Text provided

# Kalimba Musical instrument



## Lawrence (Mar 11, 2003)

Ever wanted to play the Kalimba?
I found this site that lets you play online using either your
mouse or your keyboard, Neat eh?

http://www.stormpages.com/kalimba/

The only thing that I couldn't figure out is...How to buy one.

Dave


----------



## Greenman (Feb 22, 2003)

Hi Dave,

serendipity or what... I received my Lee Valley Tools catalogue yesterday and one of the first things I saw that interested me was a Cedar Board Kalimba (pg 12) Item # 45K46.20 - $29.95

I haven't checked their online site yet but it's probably there too.

Nice sound! I'm sure you've also heard the guy playing one (or perhaps a more authentic African Thumb Piano) in the TTC - usually at Yonge & Bloor.

Cheers!


----------



## Lawrence (Mar 11, 2003)

I saw the Kalimba in the Fall catalog by Lee Valley but I also
noticed that it's the non resonating type, The one that I'm
interested in is the type that has two little holes in the back of
the boxed type of Kalimba.

Entries supplied
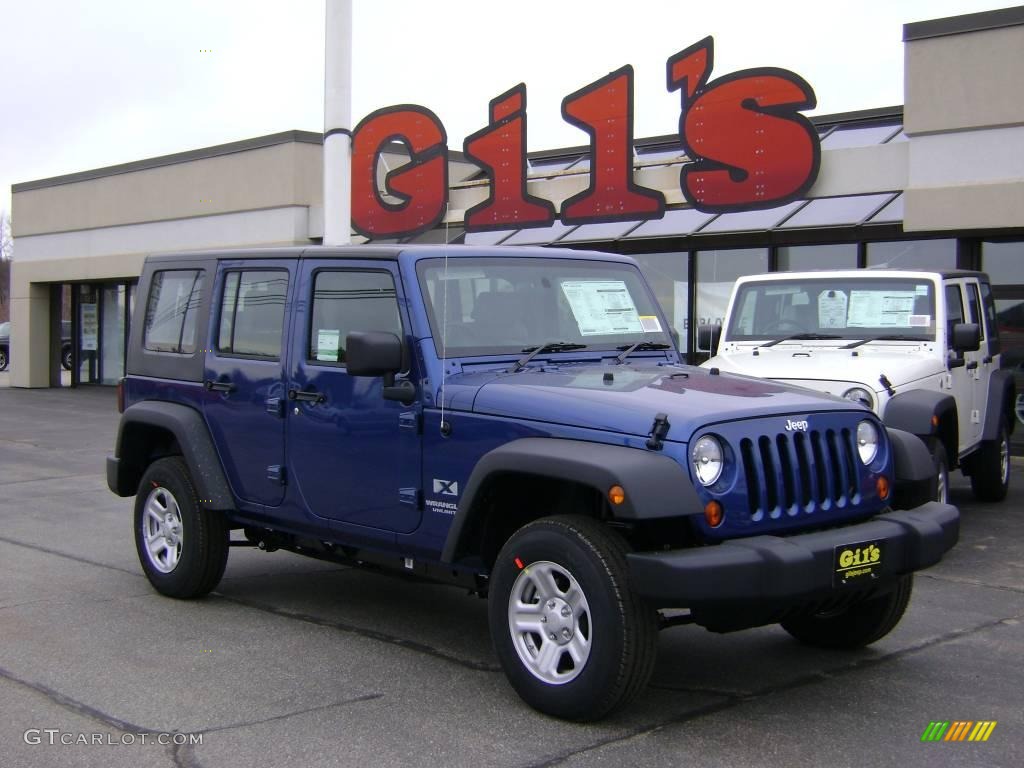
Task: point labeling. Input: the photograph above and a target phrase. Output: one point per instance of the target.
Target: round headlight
(867, 441)
(861, 395)
(707, 458)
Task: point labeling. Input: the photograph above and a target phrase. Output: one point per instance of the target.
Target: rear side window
(991, 327)
(973, 303)
(171, 309)
(252, 313)
(346, 301)
(954, 310)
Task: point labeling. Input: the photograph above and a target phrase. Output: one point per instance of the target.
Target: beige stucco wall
(970, 80)
(965, 116)
(267, 177)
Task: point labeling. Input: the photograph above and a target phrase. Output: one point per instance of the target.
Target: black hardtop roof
(387, 253)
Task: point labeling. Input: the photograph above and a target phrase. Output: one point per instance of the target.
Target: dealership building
(937, 182)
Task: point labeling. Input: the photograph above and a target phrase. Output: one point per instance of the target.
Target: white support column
(338, 123)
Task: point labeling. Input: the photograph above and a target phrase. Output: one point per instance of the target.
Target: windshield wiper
(889, 337)
(629, 349)
(801, 337)
(555, 346)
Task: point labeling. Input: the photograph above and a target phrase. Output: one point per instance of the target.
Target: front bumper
(795, 568)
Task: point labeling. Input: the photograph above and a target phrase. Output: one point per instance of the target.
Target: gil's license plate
(856, 563)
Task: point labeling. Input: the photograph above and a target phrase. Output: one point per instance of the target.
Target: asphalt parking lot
(294, 662)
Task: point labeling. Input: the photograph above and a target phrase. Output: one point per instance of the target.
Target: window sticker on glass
(650, 324)
(328, 343)
(832, 309)
(881, 308)
(602, 307)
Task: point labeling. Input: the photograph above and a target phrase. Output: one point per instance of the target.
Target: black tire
(188, 545)
(617, 628)
(941, 463)
(990, 468)
(857, 626)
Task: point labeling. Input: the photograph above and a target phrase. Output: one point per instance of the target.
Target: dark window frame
(192, 307)
(225, 275)
(311, 360)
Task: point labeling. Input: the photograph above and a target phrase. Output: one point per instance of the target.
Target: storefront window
(112, 365)
(717, 271)
(1004, 261)
(1010, 316)
(913, 254)
(799, 258)
(668, 274)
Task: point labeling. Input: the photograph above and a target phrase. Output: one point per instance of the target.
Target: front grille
(800, 472)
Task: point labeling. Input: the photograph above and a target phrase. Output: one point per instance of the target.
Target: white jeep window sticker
(650, 323)
(832, 309)
(328, 343)
(881, 308)
(602, 306)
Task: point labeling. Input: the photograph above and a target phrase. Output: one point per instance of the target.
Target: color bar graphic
(958, 730)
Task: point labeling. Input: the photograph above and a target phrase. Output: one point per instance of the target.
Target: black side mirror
(379, 353)
(373, 353)
(708, 338)
(967, 337)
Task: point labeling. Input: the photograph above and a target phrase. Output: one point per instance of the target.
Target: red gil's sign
(749, 144)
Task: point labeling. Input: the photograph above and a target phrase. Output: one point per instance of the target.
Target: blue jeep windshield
(506, 305)
(844, 308)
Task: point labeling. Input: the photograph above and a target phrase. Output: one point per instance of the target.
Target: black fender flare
(913, 482)
(1001, 401)
(656, 486)
(926, 414)
(124, 470)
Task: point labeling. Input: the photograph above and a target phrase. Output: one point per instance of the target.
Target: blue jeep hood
(580, 394)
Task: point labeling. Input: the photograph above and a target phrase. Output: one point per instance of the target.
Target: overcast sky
(87, 84)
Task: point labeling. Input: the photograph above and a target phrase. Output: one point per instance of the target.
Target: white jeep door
(962, 376)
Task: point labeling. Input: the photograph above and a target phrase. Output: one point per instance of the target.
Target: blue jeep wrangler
(517, 422)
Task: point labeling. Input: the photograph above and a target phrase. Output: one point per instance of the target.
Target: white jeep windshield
(847, 308)
(507, 305)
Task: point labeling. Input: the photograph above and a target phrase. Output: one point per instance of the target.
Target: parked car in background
(66, 350)
(921, 348)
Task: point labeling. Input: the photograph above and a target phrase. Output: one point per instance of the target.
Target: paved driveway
(298, 663)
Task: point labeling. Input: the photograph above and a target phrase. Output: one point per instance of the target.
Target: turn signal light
(616, 495)
(714, 513)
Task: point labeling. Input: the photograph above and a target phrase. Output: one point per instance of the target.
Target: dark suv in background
(66, 351)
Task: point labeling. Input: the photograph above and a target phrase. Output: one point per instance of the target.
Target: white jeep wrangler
(920, 348)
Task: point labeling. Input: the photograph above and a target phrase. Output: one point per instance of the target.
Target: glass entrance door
(102, 311)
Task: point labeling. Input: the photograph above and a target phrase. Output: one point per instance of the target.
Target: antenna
(445, 428)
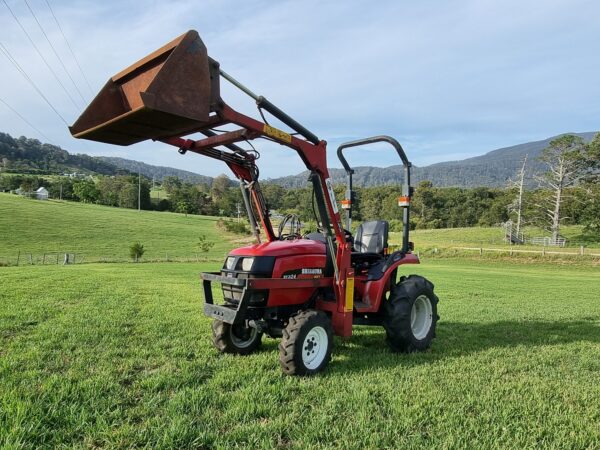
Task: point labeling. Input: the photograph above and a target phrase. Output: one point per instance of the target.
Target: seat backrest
(371, 237)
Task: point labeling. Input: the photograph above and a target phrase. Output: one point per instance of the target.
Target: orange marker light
(404, 201)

What to do
a) Please list the four details the kalimba thread gives about the kalimba in the Lee Valley Tools catalogue: its name, page, item number, and price.
b) Summarize the kalimba thread in two sentences.
The rows play no part in this.

Answers for the exercise
a)
- Name: Cedar Board Kalimba
- Page: pg 12
- Item number: 45K46.20
- Price: $29.95

b) Lawrence shares a site where the kalimba can be played online with the mouse or keyboard and says he couldn't figure out how to buy one. Greenman points to a $29.95 Cedar Board Kalimba in the Lee Valley Tools catalogue, and Lawrence replies that it is the non-resonating type, while he wants the boxed type with two little holes in the back.